───── AANGELEVERDE INVOER

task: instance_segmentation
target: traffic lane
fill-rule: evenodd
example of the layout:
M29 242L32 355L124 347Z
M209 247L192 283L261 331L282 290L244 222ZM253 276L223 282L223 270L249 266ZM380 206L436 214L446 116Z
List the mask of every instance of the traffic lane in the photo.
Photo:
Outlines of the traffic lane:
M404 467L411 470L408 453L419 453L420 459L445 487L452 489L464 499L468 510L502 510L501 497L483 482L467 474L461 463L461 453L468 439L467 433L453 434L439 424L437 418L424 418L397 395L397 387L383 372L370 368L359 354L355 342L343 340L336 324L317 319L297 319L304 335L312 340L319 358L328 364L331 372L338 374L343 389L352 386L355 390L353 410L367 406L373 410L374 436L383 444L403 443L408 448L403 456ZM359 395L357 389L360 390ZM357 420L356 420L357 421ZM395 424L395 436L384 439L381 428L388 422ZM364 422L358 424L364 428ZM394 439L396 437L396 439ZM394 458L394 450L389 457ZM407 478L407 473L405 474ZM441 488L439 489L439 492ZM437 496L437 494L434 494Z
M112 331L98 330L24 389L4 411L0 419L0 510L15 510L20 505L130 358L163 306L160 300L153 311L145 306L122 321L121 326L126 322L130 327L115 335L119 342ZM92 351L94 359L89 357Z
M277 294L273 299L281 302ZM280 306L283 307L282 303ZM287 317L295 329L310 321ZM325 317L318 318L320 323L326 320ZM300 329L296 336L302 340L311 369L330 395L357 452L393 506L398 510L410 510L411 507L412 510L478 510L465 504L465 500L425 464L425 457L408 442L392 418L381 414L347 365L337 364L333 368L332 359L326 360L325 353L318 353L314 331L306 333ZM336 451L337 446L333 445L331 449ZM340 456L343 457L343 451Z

──────────

» **OPDRACHT**: Wissel in alle invoer hierboven "traffic lane" overal om voor "bike lane", en geef de regels opnieuw weer zonder verdere wijzigingen.

» **UITGEWERKTE OPLOSSING**:
task: instance_segmentation
target: bike lane
fill-rule: evenodd
example of the layout:
M29 242L32 355L124 347Z
M209 247L192 283L261 331L282 290L244 222ZM253 276L223 282L223 270L249 266ZM380 206L436 214L446 116Z
List the mask of every instance of the bike lane in the photo.
Photo:
Outlines of the bike lane:
M404 467L411 470L408 453L419 453L420 459L445 487L452 489L464 499L468 510L502 510L501 497L483 482L467 474L461 463L461 453L468 439L467 433L453 434L439 424L437 418L424 418L397 395L397 387L383 372L370 368L359 354L355 342L343 340L336 324L317 319L297 319L304 335L312 340L319 358L328 364L331 372L338 374L343 389L352 386L355 390L353 410L367 406L373 410L374 436L383 444L403 443L408 448L403 456ZM359 395L357 389L360 390ZM357 420L356 420L357 421ZM395 424L395 436L384 439L381 428L388 422ZM364 422L358 424L364 428ZM394 439L396 437L396 439ZM394 458L394 450L389 457ZM407 478L407 473L405 474ZM441 488L439 489L439 492ZM437 496L437 494L434 494Z
M112 331L98 330L24 389L4 411L0 419L0 510L15 510L20 505L130 358L163 306L160 300L153 311L145 306L122 321L121 326L126 322L130 327L115 335L119 342ZM92 351L94 359L89 357Z
M277 294L273 299L281 302ZM280 306L283 307L282 303ZM287 317L295 329L310 321ZM325 317L318 318L320 323L326 320ZM300 329L296 336L302 340L311 369L330 395L357 452L393 506L398 510L410 510L411 507L412 510L478 510L465 504L465 500L425 464L425 457L408 442L392 418L381 414L347 365L337 364L333 368L332 359L326 360L325 353L318 353L314 331L306 333ZM336 451L337 446L333 445L331 449ZM340 456L343 457L343 451Z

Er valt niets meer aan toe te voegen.